[Begin PASSAGE SHOWN]

Yes sir. I'm trying to figure something out in Subaru wagon, and am just hitting a wall with every idea. Might have to dig a little deeper with this kind of inspiration. 

Thank you!


----------



## Buckyibf (May 23, 2012)

Nicely done really dig the usb for Bitone too !!!! I run two 5.1k and Bitone


----------



## TheDavel (Sep 8, 2006)

Buckyibf said:


> Nicely done really dig the usb for Bitone too !!!! I run two 5.1k and Bitone


Two 5.1's! Please post up a build log!

And Chithead, I've got several subaru wagon ideas/pics... My profile pic here is my old wrx...


----------



## Coppertone (Oct 4, 2011)

^^^^. Wow, is that six subwoofers installed into your old Wrx ?


----------



## TheDavel (Sep 8, 2006)

Yeah, but technically there were 8... I had a 6W0 under each of the front seats. I would use those for daily sq or sq comps and would turn the 6 tens on for spl comps or for the hell of it.

[End PASSAGE SHOWN]
[Begin SOURCE DATA]

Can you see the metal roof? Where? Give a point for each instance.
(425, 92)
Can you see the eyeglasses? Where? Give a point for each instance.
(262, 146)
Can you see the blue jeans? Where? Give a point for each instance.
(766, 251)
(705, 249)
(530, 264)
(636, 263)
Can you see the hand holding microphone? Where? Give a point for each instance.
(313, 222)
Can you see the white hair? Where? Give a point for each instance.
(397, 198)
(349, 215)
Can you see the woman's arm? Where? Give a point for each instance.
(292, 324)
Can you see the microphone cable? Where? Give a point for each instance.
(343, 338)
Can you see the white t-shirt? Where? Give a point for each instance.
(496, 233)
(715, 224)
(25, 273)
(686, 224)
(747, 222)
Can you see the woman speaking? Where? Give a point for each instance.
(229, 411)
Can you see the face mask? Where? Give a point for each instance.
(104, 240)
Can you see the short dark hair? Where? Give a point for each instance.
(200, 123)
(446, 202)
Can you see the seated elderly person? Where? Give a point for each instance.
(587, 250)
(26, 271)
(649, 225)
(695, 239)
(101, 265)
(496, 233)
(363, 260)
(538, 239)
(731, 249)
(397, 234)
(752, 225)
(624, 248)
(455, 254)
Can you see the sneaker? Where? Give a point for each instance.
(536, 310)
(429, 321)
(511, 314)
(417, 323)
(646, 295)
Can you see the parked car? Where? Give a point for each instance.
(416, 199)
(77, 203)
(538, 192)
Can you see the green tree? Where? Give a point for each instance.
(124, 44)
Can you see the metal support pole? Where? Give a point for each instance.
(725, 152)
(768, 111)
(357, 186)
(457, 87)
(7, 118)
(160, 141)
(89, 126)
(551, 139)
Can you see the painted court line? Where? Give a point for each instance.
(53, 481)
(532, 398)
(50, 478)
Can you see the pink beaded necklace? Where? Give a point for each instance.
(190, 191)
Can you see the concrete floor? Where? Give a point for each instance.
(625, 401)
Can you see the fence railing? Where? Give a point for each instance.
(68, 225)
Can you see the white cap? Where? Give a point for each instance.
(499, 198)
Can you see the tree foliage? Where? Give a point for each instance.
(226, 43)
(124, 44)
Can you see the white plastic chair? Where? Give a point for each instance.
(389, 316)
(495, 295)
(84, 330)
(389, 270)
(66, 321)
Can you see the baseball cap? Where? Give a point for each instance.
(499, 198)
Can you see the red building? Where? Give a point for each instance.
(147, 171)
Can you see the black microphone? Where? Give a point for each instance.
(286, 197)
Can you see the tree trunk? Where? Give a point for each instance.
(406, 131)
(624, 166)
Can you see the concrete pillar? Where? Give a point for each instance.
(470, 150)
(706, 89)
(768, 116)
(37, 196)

[End SOURCE DATA]

• CHALLENGES:
1: Please pick out every line of the records that contains the word "metal", matching its case exactly.
2: Carry on the car audio forum thread from its last post.

• RESULTS:
1:
Can you see the metal roof? Where? Give a point for each instance.
Can you see the metal support pole? Where? Give a point for each instance.

2:
----------



## Coppertone (Oct 4, 2011)

That my friend is/was very creative on your part. I never would have guessed that many subs would fit in one hatch, and yet still be a viable vehicle.


----------



## chithead (Mar 19, 2008)

TheDavel said:


> And Chithead, I've got several subaru wagon ideas/pics... My profile pic here is my old wrx...


Sent you a PM. Curious what ideas you would have for a 2014 WRX


----------



## TheDavel (Sep 8, 2006)

Pm responded. 

A little OT, but I think I can thread jack myself. I recently moved from WA to the D.C. area. It seems that homes with nice large garages and or shops are hard to come by out here for less that $750k (in my desired location that is). All that being said, I'm working with what I have for the moment. I'll post more pics as things get a little more setup, but for now here's my little work area (better than nothing, and it's separated from my wood room and garage). Pros and cons with that.


----------



## theoldguy (Nov 17, 2009)

Coppertone said:


> ^^^^. Wow, is that six subwoofers installed into your old Wrx ?


http://www.diymobileaudio.com/forum/build-logs-project-install-gallery/7145-6-tens-wrx-3.html

ah yes, the old WRX. Was a bit loud with the cheap subs. attached are a couple more pics


----------



## TheDavel (Sep 8, 2006)

It cracks me up that you've got exterior shots of my car and I dont. I am not good with the photo game.

I just noticed my bike in the backseat...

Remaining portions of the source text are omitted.